## Page extract
Parsing Excel spreadsheets
BrooklineTom at gmail.com
Wed Jan 7 22:34:23 CET 2009
On Jan 2, 7:04 pm, John Machin <sjmac... at lexicon.net> wrote:
> On Jan 3, 2:01 am, brooklineTom <Brookline... at gmail.com> wrote:
> My point was that however the original XLS files were created or
> acquired, the first step in your solution involves converting the XLS
> file to "XML Spreadsheet" format, which requires a copy of Excel on a
> Windows box. Many people start with an XLS file, no Excel and no
> Windows box, no COM, and users who can't be relied on to open a file
> and save it in the right format with the right name and extension.
True enough. I develop on a WinXP box and have Excel. I just used it.
> BTW, did you consider opening the XLS files with OpenOffice.org's Calc
> and saving it in their default ods format (chunks of XML in a zip
No. As I said, I have Excel.
> > 3. The largest file I used was about 228M,
> Is that the XLS file or the XML file?

## Exercise instructions
1 – Count how many lines of the entries contain the string "chair" and reply with only that number.
2 – Pick up the mailing-list thread on parsing Excel spreadsheets right after its final line and write the next part.
The entries have no connection to the mailing-list thread on parsing Excel spreadsheets.

Collected data
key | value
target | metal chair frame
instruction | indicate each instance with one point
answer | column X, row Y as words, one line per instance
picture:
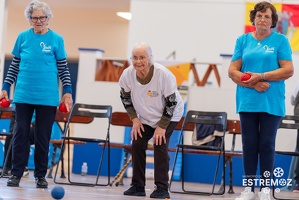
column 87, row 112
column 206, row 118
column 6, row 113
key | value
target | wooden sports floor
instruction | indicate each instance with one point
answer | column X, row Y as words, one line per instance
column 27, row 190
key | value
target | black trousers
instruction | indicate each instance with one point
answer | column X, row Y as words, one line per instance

--

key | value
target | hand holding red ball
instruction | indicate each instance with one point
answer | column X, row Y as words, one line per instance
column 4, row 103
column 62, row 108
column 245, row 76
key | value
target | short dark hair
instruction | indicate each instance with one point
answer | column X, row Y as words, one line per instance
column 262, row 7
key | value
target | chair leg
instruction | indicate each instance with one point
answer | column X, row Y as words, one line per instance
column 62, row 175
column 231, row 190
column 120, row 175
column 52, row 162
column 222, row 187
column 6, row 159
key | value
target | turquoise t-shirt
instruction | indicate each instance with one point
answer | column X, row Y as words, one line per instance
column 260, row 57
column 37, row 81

## Results of the tasks
1 – 2

2 –
That's the xml file size. I just *love* file-bloat, don't you? :-)
> > I knew that I needed only
> > a small subset of the xlrd behavior, and I concluded (perhaps
> > incorrectly) that it would be easier to roll my own parser than find,
> > extract, and then port (to my own framework) the corresponding parts
> > of xlrd.
> Possibly incorrectly. If approached at the time, I would have said:
> (a) if desperate to DIY:
> (a1) ignore any code for old Excel versions (self.biff_version < 80)
> (a2) ignore any code for extracting formatting info
> (a3) find the Sheet.put_cell* methods in sheet.py e.g.
> def put_cell(self, rowx, colx, ctype, value, xf_index):
> ignore the xf_index arg and subvert them to your own needs instead of
> filling up a big rectangular arena with data
> (b) if not really so desperate, talk to me about implementing an
> option in xlrd where callers can specify a callback to be used instead
> of the Sheet.put_cell* methods
> (c) What is all this "port to my own framework" caper anyway? If you
> need to extract data from a database, do you rummage in their code
> libraries and port the relevant bits to your own framework?
I'm sure xlrd is fine, I wasn't any way suggesting that any
"improvements" are needed. I was just explaining what I did.
> "Crack"? It's not the Enigma code. It's not even rot13. Spreadsheet
> XML tells you the type (String, Boolean, ...). xlrd tells you the type
> (XL_CELL_TEXT, XL_CELL_BOOLEAN, ...).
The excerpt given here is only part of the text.